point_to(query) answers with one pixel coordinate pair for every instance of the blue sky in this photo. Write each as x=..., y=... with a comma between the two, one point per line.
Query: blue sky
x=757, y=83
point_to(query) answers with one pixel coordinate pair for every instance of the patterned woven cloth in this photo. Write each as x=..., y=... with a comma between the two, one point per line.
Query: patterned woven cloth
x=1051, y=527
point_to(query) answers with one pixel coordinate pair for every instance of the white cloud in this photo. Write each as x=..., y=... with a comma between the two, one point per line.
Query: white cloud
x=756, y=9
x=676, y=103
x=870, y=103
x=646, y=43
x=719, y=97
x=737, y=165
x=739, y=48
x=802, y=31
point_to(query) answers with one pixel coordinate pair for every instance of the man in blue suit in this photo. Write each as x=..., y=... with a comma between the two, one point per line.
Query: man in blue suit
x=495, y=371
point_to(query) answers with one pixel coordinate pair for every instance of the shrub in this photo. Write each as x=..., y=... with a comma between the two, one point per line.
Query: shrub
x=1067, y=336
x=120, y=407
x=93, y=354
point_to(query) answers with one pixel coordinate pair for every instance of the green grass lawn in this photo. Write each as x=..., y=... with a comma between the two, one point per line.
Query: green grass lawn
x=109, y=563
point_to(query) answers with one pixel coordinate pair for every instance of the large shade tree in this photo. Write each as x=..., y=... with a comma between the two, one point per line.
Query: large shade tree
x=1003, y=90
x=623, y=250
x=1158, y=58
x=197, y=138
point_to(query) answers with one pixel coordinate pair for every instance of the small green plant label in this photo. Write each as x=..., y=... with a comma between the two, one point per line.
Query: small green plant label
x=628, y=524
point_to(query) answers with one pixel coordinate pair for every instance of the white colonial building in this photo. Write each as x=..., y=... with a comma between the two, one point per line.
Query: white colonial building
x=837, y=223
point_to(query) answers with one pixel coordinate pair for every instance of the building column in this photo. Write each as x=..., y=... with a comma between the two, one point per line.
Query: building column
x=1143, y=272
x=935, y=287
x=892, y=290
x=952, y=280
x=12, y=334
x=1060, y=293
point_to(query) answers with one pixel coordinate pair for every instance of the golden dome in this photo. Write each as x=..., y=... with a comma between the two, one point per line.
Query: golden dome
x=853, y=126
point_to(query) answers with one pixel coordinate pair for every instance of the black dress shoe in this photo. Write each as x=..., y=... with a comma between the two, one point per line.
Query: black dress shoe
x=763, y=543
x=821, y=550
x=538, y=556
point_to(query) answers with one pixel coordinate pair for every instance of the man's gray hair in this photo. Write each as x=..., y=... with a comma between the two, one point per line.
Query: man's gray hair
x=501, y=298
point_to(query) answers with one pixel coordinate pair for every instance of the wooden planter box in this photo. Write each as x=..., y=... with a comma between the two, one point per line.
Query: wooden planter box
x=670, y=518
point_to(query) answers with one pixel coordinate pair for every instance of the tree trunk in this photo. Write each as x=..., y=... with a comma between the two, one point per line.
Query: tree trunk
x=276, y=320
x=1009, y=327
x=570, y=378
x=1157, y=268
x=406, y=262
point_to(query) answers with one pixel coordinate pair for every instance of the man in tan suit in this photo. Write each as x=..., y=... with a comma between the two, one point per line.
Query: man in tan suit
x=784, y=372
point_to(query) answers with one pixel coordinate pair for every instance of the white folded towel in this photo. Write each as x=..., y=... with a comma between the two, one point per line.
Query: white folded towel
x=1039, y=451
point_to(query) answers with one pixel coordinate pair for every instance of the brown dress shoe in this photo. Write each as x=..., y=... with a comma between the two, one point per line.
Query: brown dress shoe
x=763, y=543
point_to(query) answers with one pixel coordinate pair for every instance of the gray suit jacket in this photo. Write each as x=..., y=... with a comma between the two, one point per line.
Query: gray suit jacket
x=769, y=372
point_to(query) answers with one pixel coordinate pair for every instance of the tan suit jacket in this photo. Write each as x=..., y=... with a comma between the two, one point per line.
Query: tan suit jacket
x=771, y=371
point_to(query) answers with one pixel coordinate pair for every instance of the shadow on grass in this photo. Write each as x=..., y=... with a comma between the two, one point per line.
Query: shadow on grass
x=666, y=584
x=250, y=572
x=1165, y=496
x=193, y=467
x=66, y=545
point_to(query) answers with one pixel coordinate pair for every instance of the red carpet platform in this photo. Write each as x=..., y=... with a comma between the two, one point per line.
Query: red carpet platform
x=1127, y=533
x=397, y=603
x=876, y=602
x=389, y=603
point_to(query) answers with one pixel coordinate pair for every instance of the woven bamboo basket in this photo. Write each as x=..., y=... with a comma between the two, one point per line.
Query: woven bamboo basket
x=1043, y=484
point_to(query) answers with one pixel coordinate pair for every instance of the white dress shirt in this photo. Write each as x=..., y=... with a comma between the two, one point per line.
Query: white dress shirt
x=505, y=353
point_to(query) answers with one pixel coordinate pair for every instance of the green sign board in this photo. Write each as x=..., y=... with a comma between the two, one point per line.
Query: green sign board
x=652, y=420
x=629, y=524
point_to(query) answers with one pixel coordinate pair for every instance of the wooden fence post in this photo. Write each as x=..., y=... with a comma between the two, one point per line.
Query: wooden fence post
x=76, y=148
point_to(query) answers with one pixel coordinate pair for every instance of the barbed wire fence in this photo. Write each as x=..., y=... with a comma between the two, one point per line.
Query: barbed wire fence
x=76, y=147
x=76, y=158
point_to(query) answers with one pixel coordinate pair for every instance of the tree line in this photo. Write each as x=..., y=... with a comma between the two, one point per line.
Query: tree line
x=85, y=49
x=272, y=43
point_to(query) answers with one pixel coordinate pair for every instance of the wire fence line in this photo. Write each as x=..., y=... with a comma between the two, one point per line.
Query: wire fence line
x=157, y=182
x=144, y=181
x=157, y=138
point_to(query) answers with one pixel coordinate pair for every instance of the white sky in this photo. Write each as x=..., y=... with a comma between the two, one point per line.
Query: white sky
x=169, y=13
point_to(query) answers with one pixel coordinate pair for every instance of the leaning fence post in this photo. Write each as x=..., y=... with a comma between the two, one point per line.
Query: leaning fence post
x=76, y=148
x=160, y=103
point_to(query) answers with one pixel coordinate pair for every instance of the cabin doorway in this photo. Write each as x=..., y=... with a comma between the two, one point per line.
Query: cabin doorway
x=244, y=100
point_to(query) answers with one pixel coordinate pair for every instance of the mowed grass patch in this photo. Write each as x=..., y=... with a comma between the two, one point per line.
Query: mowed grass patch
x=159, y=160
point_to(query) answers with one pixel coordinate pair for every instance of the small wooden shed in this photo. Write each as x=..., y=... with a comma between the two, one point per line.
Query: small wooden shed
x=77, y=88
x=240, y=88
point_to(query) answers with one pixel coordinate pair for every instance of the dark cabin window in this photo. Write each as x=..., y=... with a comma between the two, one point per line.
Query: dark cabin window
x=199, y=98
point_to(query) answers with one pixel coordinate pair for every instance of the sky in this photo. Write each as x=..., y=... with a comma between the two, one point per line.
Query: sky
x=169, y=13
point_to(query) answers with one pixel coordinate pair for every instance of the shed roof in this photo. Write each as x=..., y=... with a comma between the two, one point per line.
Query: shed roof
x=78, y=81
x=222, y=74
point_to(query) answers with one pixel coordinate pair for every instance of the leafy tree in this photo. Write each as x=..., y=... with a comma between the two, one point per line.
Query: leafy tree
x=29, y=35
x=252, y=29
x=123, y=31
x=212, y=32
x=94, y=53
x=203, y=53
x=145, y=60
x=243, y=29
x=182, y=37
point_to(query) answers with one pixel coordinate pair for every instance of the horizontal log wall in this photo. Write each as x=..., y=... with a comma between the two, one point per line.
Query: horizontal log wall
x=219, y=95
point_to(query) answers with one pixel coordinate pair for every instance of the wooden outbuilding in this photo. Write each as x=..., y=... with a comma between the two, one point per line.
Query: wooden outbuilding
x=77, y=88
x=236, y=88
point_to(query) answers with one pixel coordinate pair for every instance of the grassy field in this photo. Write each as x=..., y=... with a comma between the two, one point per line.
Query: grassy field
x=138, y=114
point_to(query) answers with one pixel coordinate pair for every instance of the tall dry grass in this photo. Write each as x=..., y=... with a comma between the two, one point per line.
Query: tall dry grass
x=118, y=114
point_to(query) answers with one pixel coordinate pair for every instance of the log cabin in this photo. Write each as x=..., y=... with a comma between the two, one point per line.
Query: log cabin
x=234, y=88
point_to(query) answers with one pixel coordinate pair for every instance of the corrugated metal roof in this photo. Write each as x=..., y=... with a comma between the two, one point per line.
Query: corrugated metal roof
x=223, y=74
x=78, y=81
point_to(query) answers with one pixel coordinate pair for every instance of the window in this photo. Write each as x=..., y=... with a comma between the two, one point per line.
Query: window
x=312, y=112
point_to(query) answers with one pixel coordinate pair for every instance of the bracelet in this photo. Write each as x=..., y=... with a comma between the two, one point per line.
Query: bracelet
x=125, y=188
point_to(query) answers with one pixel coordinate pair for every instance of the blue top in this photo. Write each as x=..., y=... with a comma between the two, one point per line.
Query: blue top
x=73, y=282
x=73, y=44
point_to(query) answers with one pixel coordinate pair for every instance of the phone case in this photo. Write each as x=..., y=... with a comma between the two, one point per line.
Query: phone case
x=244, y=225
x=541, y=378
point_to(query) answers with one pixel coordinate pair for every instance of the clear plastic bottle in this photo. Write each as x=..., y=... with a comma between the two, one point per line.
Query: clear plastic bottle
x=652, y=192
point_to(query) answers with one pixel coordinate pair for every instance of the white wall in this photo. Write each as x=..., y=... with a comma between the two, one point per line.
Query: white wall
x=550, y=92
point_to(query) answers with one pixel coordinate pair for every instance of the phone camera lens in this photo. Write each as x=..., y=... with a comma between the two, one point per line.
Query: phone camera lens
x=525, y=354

--------------------

Reproduce the portion of the listing that begins with the line containing "of the black" and runs through the line containing "x=1039, y=451", with both of those lines included.

● **Reply to the task**
point_to(query) answers with one pixel coordinate pair for every instance of the black dress shoe in this photo. Write each as x=..., y=... with a comma between the two, one point per line.
Query: black dress shoe
x=763, y=543
x=821, y=550
x=538, y=556
point_to(query) answers with one pixel coordinate pair for every instance of the man's gray hair in this photo. Write each as x=..., y=... with a comma between the two, one point per line.
Query: man's gray hair
x=501, y=298
point_to(query) answers with one pixel coordinate pair for every instance of the wooden planter box in this photo. Write each as x=..., y=... with a comma between the two, one point per line.
Query: wooden planter box
x=670, y=518
point_to(query) answers with one pixel coordinate pair for every instance of the tree trunk in this photo. Write each as x=..., y=... with a comma between the two, one point per line.
Query: tree trunk
x=276, y=320
x=1009, y=327
x=570, y=378
x=1157, y=268
x=406, y=262
point_to(query) answers with one pixel coordinate pair for every instance of the man in tan suit in this photo. Write each as x=..., y=... with a comma between the two, one point per line.
Query: man in tan suit
x=784, y=372
point_to(query) answers with one pixel coordinate pair for every instance of the white folded towel in this photo. Write each as x=..., y=... with a comma between the two, one point per line.
Query: white folded towel
x=1039, y=451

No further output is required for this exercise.